**Passage to read**
========================
Blocking email

I used to fake a bounced email address if i got sent a real email in error, and i thought it would be embarrassing for the sender to know the wrong person got it. I thought this would let them know they had to look up the correct email of the person they were trying to reach, without the awkwardness of my saying, “i read your private email”.

When i get email intended for me that i don’t want, i just delete it. If i get multiple such emails from the same address, with no way way to turn it off, i tell my email client to automatically delete it. Why tell them to try harder?

My guess is you sent to an invalid address. But it’s certainly possible the recipient faked a bounce. I haven’t done it in years, so i don’t remember the precise details, but it used to be pretty easy on the Mac email client.

I’ve also had a University email address bounce all my messages. That was due to over-zealous spam filtering on their part. I contacted their IT department to complain, and they eventually sorted it out.

Some years ago, while I was living in Korea and my parents were living in Georgai, I called my dad to check if he was aware I’d be visiting them in a couple of weeks. He said he hadn’t gotten any E-mail from me for a while. I figured he’d accidentally blocked me. When I visited the parents, I showed Dad how to unblock me, and then how to block someone. Mom asked why he needed to know how to block someone and Dad and I responded at the same time, “so Dad can block me when I go back to Korea”.

It’s easy to do some things accidentally if you’re not aware of the keyboard shortcuts for whatever program you’re using and you’re a terrible typist. On top of that, some people have their E-mail set up so that only approved E-mails get through. I really don’t know if that last is still possible.

first - from what I can see, 74.125.142.27 belongs to Google, so I assume you are trying to reach Gmail - which is what the server response also indicates.
========================
**Collected data entries**
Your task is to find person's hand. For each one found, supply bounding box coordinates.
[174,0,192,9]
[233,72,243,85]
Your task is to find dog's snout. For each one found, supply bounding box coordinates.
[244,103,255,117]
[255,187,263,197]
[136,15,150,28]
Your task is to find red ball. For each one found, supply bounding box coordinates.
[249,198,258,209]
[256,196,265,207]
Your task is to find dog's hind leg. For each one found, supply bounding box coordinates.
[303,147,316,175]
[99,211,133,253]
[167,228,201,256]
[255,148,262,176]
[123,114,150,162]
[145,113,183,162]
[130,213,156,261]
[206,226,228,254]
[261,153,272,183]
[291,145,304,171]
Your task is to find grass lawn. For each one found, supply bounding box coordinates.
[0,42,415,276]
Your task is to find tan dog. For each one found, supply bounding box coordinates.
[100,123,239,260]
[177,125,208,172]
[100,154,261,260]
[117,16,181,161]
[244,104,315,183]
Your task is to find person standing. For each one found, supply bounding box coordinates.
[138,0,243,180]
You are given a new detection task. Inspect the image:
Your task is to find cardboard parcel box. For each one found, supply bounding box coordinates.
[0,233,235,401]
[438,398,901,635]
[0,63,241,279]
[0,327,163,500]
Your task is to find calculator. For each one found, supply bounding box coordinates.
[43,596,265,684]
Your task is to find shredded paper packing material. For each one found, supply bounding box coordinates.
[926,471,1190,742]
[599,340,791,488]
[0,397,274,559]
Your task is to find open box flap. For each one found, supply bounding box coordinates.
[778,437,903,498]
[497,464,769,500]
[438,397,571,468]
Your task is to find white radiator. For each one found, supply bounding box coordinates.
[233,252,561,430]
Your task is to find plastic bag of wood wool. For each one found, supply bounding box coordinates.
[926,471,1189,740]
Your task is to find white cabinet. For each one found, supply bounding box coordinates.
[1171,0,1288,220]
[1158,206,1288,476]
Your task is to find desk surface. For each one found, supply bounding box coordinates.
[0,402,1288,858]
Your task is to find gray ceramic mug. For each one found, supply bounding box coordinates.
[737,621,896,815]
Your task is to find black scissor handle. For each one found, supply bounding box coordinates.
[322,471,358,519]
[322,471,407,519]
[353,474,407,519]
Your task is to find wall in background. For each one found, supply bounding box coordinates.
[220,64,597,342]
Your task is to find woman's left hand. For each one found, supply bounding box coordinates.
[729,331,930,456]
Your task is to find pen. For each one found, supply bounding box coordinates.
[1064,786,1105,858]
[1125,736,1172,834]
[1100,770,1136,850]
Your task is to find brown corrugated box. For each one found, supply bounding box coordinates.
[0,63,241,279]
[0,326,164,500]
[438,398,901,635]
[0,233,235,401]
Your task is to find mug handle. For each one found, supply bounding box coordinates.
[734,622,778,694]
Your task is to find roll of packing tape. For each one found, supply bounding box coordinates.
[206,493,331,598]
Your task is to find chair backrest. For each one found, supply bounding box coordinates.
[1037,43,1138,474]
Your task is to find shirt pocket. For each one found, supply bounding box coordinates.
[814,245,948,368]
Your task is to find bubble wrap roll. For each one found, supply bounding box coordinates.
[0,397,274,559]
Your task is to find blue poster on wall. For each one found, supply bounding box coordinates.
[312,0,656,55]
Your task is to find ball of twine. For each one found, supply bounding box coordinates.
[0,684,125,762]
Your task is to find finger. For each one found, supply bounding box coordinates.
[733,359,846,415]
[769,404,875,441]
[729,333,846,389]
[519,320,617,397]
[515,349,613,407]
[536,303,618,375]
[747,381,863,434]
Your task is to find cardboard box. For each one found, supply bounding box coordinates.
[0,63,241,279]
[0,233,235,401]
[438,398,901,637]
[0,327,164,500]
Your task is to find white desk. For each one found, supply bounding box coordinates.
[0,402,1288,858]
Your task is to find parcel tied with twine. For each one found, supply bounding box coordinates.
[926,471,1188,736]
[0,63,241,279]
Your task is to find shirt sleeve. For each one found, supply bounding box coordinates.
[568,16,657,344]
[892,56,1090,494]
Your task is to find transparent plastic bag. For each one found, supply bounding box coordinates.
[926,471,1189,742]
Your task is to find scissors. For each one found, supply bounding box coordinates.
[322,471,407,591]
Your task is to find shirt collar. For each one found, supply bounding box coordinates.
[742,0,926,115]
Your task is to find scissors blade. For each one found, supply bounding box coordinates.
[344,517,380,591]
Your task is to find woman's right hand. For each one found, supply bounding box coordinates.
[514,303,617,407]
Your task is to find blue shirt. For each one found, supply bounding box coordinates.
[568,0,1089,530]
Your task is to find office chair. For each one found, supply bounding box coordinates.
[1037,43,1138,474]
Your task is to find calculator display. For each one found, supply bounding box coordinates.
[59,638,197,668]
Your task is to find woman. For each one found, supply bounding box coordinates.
========================
**Written instruction A**
According to the email-blocking passage, what caused the University email address to bounce all messages?
**Written instruction B**
Write out the entries from the line with "Your task is to find dog's hind" to the line with "[0,327,163,500]", including both of those lines.
The email-blocking passage and the entries have nothing to do with each other.

**Answer A**
Over-zealous spam filtering on the University's part caused the bounces.

**Answer B**
Your task is to find dog's hind leg. For each one found, supply bounding box coordinates.
[303,147,316,175]
[99,211,133,253]
[167,228,201,256]
[255,148,262,176]
[123,114,150,162]
[145,113,183,162]
[130,213,156,261]
[206,226,228,254]
[261,153,272,183]
[291,145,304,171]
Your task is to find grass lawn. For each one found, supply bounding box coordinates.
[0,42,415,276]
Your task is to find tan dog. For each one found, supply bounding box coordinates.
[100,123,239,260]
[177,125,208,172]
[100,154,261,260]
[117,16,181,161]
[244,104,315,183]
Your task is to find person standing. For each one found, supply bounding box coordinates.
[138,0,243,180]
You are given a new detection task. Inspect the image:
Your task is to find cardboard parcel box. For each one found, supply bounding box coordinates.
[0,233,235,401]
[438,398,901,635]
[0,63,241,279]
[0,327,163,500]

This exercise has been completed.